▸ What to work on: Copy every line of the material below word for word.

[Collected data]

※

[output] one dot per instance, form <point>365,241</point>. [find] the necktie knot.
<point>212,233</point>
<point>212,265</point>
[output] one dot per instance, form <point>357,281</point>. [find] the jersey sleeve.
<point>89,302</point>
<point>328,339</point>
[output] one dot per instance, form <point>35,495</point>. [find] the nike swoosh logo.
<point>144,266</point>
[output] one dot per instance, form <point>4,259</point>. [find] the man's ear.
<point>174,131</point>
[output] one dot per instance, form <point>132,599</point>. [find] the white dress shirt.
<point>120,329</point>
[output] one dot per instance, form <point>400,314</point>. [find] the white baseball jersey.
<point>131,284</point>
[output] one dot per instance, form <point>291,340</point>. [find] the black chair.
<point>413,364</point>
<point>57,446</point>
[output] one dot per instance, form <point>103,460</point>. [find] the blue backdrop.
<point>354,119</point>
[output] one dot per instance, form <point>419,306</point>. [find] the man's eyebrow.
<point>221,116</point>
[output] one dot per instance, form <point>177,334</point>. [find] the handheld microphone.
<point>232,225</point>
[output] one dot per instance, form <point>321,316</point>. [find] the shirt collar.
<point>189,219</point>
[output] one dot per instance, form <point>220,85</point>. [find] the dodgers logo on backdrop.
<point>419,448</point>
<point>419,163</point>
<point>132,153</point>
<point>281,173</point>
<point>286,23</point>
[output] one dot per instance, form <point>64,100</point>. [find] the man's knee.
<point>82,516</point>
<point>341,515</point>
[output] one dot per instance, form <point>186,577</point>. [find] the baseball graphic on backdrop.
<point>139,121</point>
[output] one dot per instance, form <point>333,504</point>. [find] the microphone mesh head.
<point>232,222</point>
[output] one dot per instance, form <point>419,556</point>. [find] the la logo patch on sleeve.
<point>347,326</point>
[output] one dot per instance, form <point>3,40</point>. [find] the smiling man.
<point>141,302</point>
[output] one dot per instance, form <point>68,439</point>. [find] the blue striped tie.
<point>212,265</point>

※

▸ Response to the exercise:
[output] one dot per instance, form <point>365,241</point>. [find] the necktie knot.
<point>212,233</point>
<point>212,265</point>
[output] one dot per instance, form <point>357,281</point>. [find] the jersey sleeve.
<point>89,302</point>
<point>328,339</point>
[output] one dot per instance, form <point>35,495</point>. [find] the nike swoosh logo.
<point>144,266</point>
[output] one dot per instance, form <point>4,259</point>. [find] the man's ear.
<point>174,131</point>
[output] one dot per instance, form <point>132,599</point>. [find] the white dress shirt.
<point>120,329</point>
[output] one dot per instance, form <point>400,314</point>. [find] the white baseball jersey.
<point>131,284</point>
[output] one dot per instance, form <point>291,340</point>. [find] the black chair.
<point>413,364</point>
<point>57,446</point>
[output] one dot per instance, form <point>103,460</point>. [find] the blue backdrop.
<point>354,119</point>
[output] one dot per instance, form <point>419,306</point>. [find] the man's eyebrow.
<point>221,116</point>
[output] one dot per instance, form <point>177,334</point>. [find] the handheld microphone.
<point>232,225</point>
[output] one dot per instance, form <point>321,316</point>. [find] the shirt collar.
<point>189,219</point>
[output] one dot per instance, form <point>220,85</point>. [find] the dodgers logo on backdrop.
<point>419,448</point>
<point>419,163</point>
<point>132,153</point>
<point>281,173</point>
<point>286,23</point>
[output] one dot per instance, form <point>64,100</point>. [find] the man's knee.
<point>82,516</point>
<point>341,515</point>
[output] one dot per instance, form <point>186,577</point>. [find] the baseball graphic on backdrop.
<point>139,121</point>
[output] one dot per instance, form <point>333,504</point>. [find] the microphone mesh head.
<point>232,222</point>
[output] one dot per instance, form <point>419,556</point>. [find] the la logo patch on sleeve.
<point>347,326</point>
[output] one dot per instance, form <point>3,40</point>. [find] the smiling man.
<point>141,302</point>
[output] one dot per instance, form <point>68,439</point>. [find] the blue striped tie.
<point>212,265</point>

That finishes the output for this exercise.